— Start Provided text —

A dossier of evidence to support the claims  has been handed by the police to the Crown Prosecution Service (CPS), the Sunday Herald reports.
The dossier of 50 letters has also been sent to FSA chief executive Hector Sants, Treasury Select Committee chairman Andrew Tyrie, other members of the parliamentary committee, and to business secretary Vince Cable, according to police sources.

Addressees of the letters are thought to include HBOS directors who were allegedly alerted to the fraud fears by directors of “victimised” corporate customers during 2007 but failed to investigate the claims.
Lord Stevenson of Coddenham, the former chairman of HBOS, is thought to be among the names, as well as Andy Hornby, the bank's former chief executive, head of corporate lending Peter Cummings and non-executive directors including Charles Dunstone and Sir Ron Garrick.
The HSBOS probe has been called “one of the largest fraud investigations of its type in UK history” by police.

— End Provided text —

Requirement 1: Name every individual person mentioned in the report on the HBOS fraud dossier.
Requirement 2:
Answer these questions from the report on the HBOS fraud dossier:
(a) How many letters make up the dossier?
(b) In what year were HBOS directors allegedly alerted to the fraud fears?
(c) Which newspaper reported that the dossier was handed to the Crown Prosecution Service?

— Start Material provided —

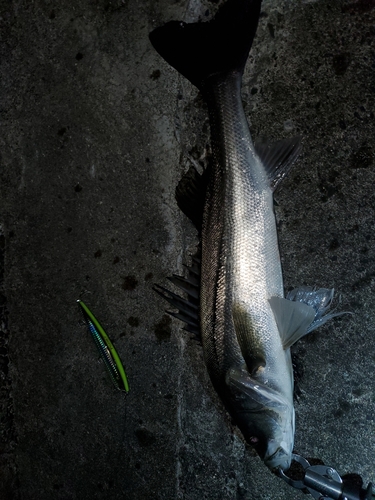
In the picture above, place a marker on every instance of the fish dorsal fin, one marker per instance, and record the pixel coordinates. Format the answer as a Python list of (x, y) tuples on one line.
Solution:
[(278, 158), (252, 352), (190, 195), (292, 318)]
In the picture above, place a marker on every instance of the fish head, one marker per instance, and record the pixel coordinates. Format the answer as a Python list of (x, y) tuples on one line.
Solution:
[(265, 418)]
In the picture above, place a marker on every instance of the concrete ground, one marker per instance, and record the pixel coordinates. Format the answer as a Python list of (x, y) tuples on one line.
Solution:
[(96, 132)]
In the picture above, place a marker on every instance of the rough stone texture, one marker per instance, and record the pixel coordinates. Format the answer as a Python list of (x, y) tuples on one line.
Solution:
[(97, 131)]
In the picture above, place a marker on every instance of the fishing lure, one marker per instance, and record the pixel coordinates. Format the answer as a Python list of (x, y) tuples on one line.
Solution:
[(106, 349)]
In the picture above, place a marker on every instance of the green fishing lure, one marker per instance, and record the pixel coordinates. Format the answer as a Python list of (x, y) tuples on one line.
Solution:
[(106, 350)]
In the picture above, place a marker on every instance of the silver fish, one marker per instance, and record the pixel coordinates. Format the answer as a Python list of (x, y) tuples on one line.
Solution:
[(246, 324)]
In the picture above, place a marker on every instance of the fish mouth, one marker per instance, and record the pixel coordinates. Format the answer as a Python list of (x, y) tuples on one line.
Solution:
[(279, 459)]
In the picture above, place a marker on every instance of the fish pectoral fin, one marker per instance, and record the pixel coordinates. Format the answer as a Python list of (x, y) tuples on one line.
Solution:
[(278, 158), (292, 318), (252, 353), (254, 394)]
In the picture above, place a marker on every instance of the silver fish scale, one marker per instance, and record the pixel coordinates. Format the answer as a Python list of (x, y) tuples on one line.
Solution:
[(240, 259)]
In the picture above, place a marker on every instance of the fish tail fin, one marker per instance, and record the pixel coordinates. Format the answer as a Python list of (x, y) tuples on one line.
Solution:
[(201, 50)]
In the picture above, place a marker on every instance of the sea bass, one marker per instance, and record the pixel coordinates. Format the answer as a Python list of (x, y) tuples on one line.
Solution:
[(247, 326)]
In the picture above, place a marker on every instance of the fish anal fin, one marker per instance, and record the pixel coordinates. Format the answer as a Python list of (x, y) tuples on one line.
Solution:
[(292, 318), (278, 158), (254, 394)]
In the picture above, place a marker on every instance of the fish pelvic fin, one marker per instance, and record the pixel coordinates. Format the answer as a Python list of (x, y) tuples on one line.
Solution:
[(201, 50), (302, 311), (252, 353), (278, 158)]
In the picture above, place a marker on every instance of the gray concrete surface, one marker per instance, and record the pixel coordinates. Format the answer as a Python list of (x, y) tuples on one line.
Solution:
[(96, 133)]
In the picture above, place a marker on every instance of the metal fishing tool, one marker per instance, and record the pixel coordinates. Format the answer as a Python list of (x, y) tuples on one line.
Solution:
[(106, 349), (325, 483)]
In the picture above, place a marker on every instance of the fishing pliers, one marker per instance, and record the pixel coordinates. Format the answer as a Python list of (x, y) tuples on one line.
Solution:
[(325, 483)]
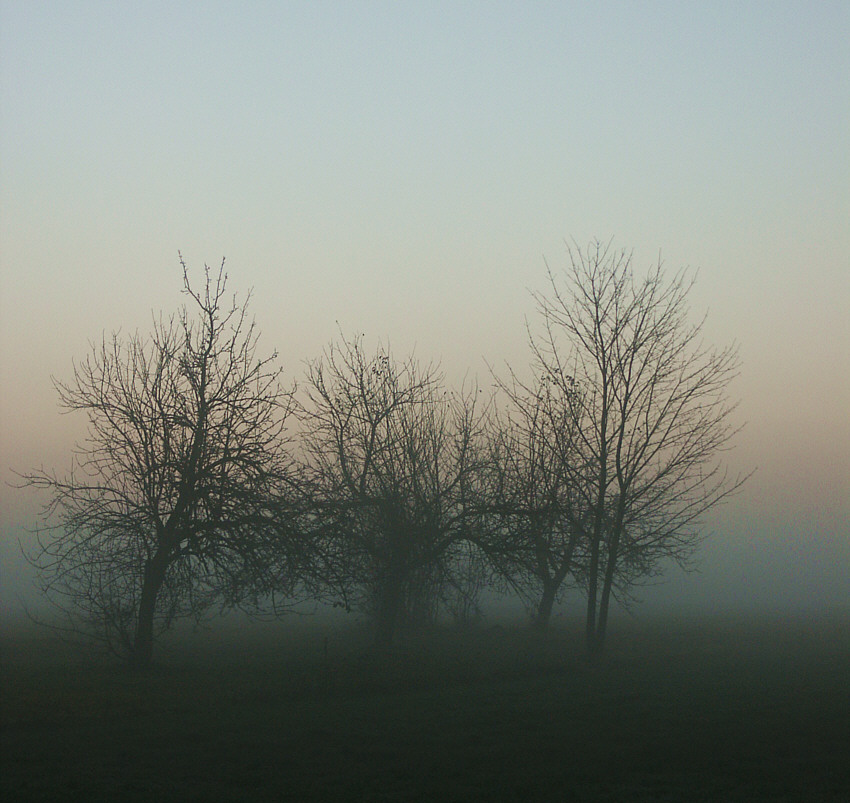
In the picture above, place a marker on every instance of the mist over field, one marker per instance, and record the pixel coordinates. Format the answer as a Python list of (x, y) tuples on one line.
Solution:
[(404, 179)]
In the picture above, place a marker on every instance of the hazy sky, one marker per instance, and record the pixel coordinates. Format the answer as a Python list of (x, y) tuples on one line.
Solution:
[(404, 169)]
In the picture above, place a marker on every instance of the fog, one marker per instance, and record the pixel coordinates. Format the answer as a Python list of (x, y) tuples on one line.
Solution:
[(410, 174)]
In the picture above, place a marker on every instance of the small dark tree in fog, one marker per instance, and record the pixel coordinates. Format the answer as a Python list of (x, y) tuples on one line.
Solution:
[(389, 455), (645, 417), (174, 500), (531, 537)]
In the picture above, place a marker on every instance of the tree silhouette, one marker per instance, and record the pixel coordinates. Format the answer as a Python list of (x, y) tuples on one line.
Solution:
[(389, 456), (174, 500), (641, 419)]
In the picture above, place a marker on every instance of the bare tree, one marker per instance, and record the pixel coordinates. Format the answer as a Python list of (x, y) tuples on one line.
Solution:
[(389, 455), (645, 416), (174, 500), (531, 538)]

— End Material provided —
— Start Material provided —

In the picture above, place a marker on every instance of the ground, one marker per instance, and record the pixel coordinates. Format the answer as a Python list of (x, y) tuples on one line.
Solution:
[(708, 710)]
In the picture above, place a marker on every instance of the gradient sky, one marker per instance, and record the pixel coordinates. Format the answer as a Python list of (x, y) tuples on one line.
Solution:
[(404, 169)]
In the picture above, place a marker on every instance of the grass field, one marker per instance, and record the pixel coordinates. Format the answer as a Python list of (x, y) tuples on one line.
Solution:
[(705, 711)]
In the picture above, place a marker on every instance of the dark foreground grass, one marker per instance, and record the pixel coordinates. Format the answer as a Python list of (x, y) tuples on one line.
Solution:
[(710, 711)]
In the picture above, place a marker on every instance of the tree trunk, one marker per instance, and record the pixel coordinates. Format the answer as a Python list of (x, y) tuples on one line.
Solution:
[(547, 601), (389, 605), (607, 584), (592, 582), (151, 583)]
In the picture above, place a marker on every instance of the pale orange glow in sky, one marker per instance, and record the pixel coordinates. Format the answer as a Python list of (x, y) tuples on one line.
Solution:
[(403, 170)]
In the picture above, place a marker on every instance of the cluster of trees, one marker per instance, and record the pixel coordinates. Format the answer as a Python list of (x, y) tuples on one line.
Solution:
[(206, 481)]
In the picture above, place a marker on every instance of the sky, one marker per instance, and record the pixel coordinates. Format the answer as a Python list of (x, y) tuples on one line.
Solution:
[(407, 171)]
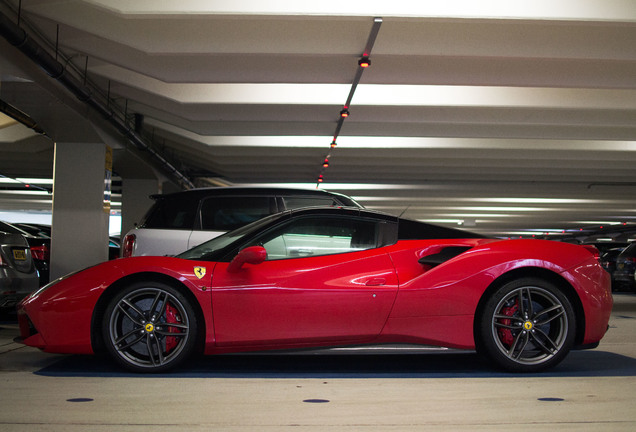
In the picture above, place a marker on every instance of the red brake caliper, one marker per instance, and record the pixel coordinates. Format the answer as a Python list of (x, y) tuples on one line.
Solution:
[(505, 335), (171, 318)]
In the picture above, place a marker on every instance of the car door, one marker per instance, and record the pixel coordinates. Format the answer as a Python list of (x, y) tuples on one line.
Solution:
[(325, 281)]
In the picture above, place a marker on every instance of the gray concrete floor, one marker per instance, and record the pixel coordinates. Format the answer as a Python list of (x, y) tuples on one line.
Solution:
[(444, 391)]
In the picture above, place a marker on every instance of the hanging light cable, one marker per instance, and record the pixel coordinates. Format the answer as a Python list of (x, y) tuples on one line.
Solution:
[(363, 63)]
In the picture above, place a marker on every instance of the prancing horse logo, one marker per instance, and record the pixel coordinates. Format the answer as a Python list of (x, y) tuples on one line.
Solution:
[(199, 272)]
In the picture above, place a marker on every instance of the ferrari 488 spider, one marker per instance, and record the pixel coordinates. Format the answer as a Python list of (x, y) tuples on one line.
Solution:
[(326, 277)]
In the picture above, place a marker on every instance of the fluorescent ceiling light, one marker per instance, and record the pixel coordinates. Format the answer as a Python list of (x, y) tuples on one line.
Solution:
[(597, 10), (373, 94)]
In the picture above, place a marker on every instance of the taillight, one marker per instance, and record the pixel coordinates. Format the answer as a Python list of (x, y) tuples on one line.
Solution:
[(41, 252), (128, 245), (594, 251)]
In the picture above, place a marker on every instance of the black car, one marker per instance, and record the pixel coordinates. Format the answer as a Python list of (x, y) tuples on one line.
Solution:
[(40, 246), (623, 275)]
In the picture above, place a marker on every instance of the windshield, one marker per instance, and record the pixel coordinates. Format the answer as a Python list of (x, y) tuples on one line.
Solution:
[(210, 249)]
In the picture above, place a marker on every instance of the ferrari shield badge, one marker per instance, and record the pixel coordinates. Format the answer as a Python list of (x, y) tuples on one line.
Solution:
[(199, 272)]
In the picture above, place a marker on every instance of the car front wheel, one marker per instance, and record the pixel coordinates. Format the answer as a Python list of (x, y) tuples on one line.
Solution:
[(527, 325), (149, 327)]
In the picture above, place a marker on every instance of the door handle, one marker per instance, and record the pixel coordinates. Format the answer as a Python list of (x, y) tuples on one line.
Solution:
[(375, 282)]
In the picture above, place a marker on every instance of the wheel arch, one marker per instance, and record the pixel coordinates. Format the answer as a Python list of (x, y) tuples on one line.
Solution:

— End Material provided —

Expected answer 1:
Hector Sants
Andrew Tyrie
Vince Cable
Lord Stevenson of Coddenham
Andy Hornby
Peter Cummings
Charles Dunstone
Sir Ron Garrick

Expected answer 2:
(a) 50
(b) 2007
(c) The Sunday Herald